● PROBLEM TO SOLVE:
Each entry below is to be printed verbatim.

● DATASET CONTENT:
----------------

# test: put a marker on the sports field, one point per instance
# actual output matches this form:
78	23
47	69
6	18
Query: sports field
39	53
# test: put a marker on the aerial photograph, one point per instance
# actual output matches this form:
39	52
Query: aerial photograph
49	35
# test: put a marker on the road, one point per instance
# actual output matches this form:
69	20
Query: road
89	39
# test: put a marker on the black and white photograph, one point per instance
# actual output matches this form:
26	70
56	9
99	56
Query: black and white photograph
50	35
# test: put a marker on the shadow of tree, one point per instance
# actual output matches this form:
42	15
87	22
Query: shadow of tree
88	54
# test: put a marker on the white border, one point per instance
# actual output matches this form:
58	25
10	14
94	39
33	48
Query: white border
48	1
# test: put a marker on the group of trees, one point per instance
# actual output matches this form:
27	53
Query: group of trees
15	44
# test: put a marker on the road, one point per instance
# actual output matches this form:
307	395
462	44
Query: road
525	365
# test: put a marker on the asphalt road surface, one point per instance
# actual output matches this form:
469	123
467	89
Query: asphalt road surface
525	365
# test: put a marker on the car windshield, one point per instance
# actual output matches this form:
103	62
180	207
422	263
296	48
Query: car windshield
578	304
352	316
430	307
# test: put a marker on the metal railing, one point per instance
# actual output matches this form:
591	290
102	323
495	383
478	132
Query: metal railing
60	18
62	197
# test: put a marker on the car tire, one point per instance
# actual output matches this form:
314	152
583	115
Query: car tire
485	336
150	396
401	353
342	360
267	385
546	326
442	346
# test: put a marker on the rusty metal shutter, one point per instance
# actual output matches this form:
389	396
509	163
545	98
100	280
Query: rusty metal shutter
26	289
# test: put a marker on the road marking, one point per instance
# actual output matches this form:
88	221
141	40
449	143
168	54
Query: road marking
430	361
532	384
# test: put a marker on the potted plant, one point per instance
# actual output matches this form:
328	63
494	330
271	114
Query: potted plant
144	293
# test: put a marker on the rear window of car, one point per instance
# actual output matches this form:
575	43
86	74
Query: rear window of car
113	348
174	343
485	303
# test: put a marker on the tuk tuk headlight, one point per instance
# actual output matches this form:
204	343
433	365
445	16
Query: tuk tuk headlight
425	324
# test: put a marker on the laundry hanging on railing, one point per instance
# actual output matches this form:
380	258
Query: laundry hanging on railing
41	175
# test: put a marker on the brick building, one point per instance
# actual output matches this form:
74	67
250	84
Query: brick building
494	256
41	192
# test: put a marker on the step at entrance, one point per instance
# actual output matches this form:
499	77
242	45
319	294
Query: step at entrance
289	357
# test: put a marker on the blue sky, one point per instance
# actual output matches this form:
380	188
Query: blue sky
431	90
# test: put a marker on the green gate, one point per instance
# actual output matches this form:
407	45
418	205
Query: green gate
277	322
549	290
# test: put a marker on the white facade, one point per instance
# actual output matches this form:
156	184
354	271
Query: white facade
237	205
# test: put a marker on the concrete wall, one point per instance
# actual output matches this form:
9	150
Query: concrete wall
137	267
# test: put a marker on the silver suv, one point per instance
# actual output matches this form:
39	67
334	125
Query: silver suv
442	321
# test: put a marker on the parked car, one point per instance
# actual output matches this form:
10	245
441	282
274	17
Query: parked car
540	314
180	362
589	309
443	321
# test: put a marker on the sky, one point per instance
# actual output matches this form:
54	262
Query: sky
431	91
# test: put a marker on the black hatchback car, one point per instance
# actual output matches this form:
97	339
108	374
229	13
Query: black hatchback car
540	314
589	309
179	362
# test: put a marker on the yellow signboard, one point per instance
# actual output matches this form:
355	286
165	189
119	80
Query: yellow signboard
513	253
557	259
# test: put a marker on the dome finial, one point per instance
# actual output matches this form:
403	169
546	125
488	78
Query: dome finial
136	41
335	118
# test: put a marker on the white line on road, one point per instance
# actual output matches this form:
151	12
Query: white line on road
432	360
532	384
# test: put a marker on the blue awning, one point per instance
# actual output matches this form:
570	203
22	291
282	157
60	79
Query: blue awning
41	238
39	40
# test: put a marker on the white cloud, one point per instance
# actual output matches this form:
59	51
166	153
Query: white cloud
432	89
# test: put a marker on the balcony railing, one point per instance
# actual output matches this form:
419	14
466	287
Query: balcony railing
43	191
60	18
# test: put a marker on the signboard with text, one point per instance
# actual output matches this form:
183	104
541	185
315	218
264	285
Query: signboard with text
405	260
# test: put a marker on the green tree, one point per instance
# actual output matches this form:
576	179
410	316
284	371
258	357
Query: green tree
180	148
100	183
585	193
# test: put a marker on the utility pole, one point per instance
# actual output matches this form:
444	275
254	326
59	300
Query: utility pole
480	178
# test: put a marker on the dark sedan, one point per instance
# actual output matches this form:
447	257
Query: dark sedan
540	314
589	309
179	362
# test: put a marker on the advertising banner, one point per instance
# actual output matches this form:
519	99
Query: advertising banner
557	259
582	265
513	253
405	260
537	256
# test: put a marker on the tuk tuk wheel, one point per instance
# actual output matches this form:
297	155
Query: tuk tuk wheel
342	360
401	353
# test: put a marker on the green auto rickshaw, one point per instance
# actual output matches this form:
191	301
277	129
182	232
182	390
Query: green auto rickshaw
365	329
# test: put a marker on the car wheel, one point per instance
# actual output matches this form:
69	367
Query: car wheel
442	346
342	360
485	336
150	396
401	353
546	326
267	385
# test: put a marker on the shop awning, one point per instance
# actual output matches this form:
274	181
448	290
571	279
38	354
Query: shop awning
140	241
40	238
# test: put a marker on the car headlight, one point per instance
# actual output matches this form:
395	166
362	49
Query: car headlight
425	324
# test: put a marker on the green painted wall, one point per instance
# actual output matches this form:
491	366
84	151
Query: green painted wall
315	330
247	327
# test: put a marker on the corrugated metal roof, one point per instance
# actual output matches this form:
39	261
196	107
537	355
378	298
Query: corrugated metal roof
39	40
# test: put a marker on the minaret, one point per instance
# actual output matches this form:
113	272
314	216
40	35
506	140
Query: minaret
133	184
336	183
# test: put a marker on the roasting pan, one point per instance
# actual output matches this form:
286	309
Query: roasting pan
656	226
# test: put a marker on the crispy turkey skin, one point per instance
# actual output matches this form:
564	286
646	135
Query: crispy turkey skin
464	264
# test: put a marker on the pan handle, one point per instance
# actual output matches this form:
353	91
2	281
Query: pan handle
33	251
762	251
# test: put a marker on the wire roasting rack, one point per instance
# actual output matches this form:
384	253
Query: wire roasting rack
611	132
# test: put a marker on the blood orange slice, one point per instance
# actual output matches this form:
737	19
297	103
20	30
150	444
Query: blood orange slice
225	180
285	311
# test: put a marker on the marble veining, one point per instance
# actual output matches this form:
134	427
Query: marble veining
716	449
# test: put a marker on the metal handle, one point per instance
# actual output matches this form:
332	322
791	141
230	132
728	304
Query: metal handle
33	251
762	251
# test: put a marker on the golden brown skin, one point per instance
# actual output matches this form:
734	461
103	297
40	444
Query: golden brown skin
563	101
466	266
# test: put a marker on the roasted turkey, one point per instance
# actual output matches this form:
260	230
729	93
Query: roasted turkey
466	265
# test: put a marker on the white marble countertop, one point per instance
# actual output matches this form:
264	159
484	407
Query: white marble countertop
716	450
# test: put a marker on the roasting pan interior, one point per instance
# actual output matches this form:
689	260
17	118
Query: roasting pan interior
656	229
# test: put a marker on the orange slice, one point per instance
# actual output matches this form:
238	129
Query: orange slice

----------------

● OUTPUT FOR THIS EXERCISE:
# test: put a marker on the sports field, one point per instance
# actual output matches this form:
78	23
47	69
6	18
Query: sports field
39	53
# test: put a marker on the aerial photograph, one point per instance
# actual output matches this form:
39	52
Query: aerial photograph
49	35
# test: put a marker on the road, one point per instance
# actual output matches this form:
69	20
Query: road
89	39
# test: put a marker on the black and white photograph, one point per instance
# actual output matches this form:
26	70
56	9
99	56
Query: black and white photograph
50	35
# test: put a marker on the shadow of tree, one point per instance
# actual output matches this form:
42	15
87	22
Query: shadow of tree
88	54
# test: put a marker on the white border, one point per instance
# actual output matches this form:
58	25
10	14
94	39
33	48
Query: white border
48	1
# test: put a marker on the group of trees, one point per instance
# actual output matches this form:
27	53
Query: group of trees
15	44
# test: put a marker on the road, one point per instance
# actual output matches this form:
307	395
462	44
Query: road
525	365
# test: put a marker on the asphalt road surface, one point per instance
# actual output matches this form:
469	123
467	89
Query: asphalt road surface
525	365
# test: put a marker on the car windshield, one point per instance
# actual output matches this form:
103	62
180	207
422	263
296	48
Query: car windshield
578	304
352	316
430	307
# test: put a marker on the metal railing, one point per instance
# actual output matches this form:
591	290
102	323
495	383
478	132
Query: metal railing
60	18
62	197
# test: put a marker on the car tire, one point per instance
# actual output matches this form:
314	152
583	115
Query: car tire
485	336
150	396
401	353
342	360
267	385
546	326
442	346
# test: put a marker on the rusty metal shutter, one point per instance
# actual output matches this form:
389	396
509	163
545	98
100	280
Query: rusty metal shutter
26	289
# test: put a marker on the road marking, one point per instance
# actual output matches this form:
88	221
141	40
449	143
168	54
Query: road marking
430	361
532	384
# test: put a marker on the potted plant, one point per instance
# actual output matches this form:
328	63
494	330
271	114
Query: potted plant
144	293
# test: put a marker on the rear window of car, one point per instance
# actual output matches this form:
575	43
86	74
Query: rear window of car
113	348
174	343
485	303
# test: put a marker on the tuk tuk headlight, one point per instance
# actual output matches this form:
204	343
433	365
445	16
Query: tuk tuk headlight
425	324
# test: put a marker on the laundry hanging on railing, one point per instance
# actual output matches this form:
380	258
Query: laundry hanging on railing
41	175
# test: put a marker on the brick building, one point per instance
# actual output matches this form:
74	67
250	84
Query: brick building
494	256
41	192
# test: put a marker on the step at entrance, one point per instance
# actual output matches this form:
499	77
242	45
319	294
Query: step at entrance
289	357
# test: put a marker on the blue sky, one point per instance
# actual output matches this form:
380	188
Query: blue sky
431	90
# test: put a marker on the green gate, one point per instance
# actual output matches this form:
407	45
418	205
Query: green gate
277	322
549	290
# test: put a marker on the white facade, one point per instance
# actual output matches this form:
156	184
354	271
Query: white facade
237	205
# test: put a marker on the concrete wall, one point per instance
# actual output matches this form:
9	150
Query: concrete wall
137	267
# test: put a marker on the silver suv, one point per instance
# actual output matches this form:
39	67
334	125
Query: silver suv
442	321
# test: put a marker on the parked car, one point per instance
# actual output matches this form:
10	245
441	282
274	17
Query: parked car
540	314
180	362
589	309
443	321
# test: put a marker on the sky, one point per instance
# actual output matches this form:
54	262
Query: sky
431	91
# test: put a marker on the black hatchback car, one point per instance
# actual output matches this form:
97	339
108	374
229	13
Query: black hatchback car
540	314
589	309
179	362
# test: put a marker on the yellow signboard, one point per instance
# actual output matches this form:
355	286
165	189
119	80
Query: yellow signboard
513	253
557	259
# test: put a marker on the dome finial, one point per instance
# actual output matches this form:
403	169
546	125
488	78
Query: dome finial
136	41
335	118
# test: put a marker on the white line on road, one point per instance
# actual output matches this form:
151	12
Query: white line on road
432	360
532	384
# test: put a marker on the blue awning, one point per instance
# actual output matches this form:
570	203
22	291
282	157
60	79
Query: blue awning
41	238
39	40
# test: put a marker on the white cloud, one point per instance
# actual output matches this form:
59	51
166	153
Query: white cloud
432	89
# test: put a marker on the balcony railing, one point per instance
# actual output matches this form:
419	14
466	287
Query: balcony railing
43	191
60	18
# test: put a marker on the signboard with text, one point per instance
# actual output matches this form:
183	104
541	185
315	218
264	285
Query: signboard with text
405	260
# test: put a marker on the green tree, one point per instance
# actual output matches this form:
576	179
410	316
284	371
258	357
Query: green tree
180	148
100	183
585	193
# test: put a marker on the utility pole, one point per instance
# actual output matches this form:
444	275
254	326
59	300
Query: utility pole
480	178
# test: put a marker on the dark sedan, one point per instance
# actual output matches this form:
447	257
Query: dark sedan
540	314
589	309
179	362
# test: put a marker on the advertising banner, one point per instance
# actual output matches this form:
519	99
Query: advertising banner
557	259
582	265
513	253
405	260
537	256
# test: put a marker on the tuk tuk wheel, one point per instance
# actual output matches this form:
297	155
Query: tuk tuk wheel
342	360
401	353
# test: put a marker on the green auto rickshaw, one point per instance
# actual output matches this form:
191	301
277	129
182	232
182	390
Query: green auto rickshaw
365	329
# test: put a marker on the car wheel, one point per instance
# actual output matches this form:
69	367
Query: car wheel
442	346
342	360
485	336
150	396
401	353
546	326
267	385
# test: put a marker on the shop awning, one point per instance
# actual output matches this form:
274	181
448	290
571	279
38	354
Query: shop awning
140	241
40	238
# test: put a marker on the car headlight, one point per instance
# actual output matches this form:
395	166
362	49
Query: car headlight
425	324
# test: put a marker on the green painted wall, one point per instance
# actual output matches this form:
491	366
84	151
Query: green painted wall
315	330
247	327
# test: put a marker on the corrugated metal roof, one point per instance
# actual output matches this form:
39	261
196	107
537	355
378	298
Query: corrugated metal roof
39	40
# test: put a marker on the minaret, one point per instance
# actual output matches this form:
113	272
314	216
40	35
506	140
Query: minaret
133	184
336	183
# test: put a marker on the roasting pan, one point per instance
# actual output matches this form:
286	309
Query: roasting pan
656	226
# test: put a marker on the crispy turkey skin, one point per instance
# actual output matches this form:
564	286
646	135
Query: crispy turkey skin
464	264
# test: put a marker on the pan handle, one point per instance
# actual output matches this form:
353	91
2	281
Query: pan handle
33	251
762	251
# test: put a marker on the wire roasting rack, one point per instance
# actual output matches this form:
384	253
Query: wire roasting rack
611	132
# test: put a marker on the blood orange slice, one point per instance
# actual output matches this form:
737	19
297	103
20	30
150	444
Query: blood orange slice
225	180
285	311
# test: put a marker on the marble veining, one point per instance
# actual output matches this form:
134	427
Query: marble veining
716	449
# test: put a marker on the metal handle, one point per instance
# actual output matches this form:
332	322
791	141
230	132
728	304
Query: metal handle
33	251
762	251
# test: put a marker on the golden brown skin, one point per instance
# actual output matches this form:
734	461
103	297
40	444
Query: golden brown skin
563	101
466	266
# test: put a marker on the roasted turkey, one point per instance
# actual output matches this form:
260	230
729	93
Query: roasted turkey
466	265
# test: put a marker on the white marble countertop, one point per instance
# actual output matches this form:
264	159
484	407
Query: white marble countertop
716	450
# test: put a marker on the roasting pan interior, one point per instance
# actual output matches this form:
689	260
17	118
Query: roasting pan interior
656	229
# test: put a marker on the orange slice, one point per instance
# actual output matches this form:
238	129
Query: orange slice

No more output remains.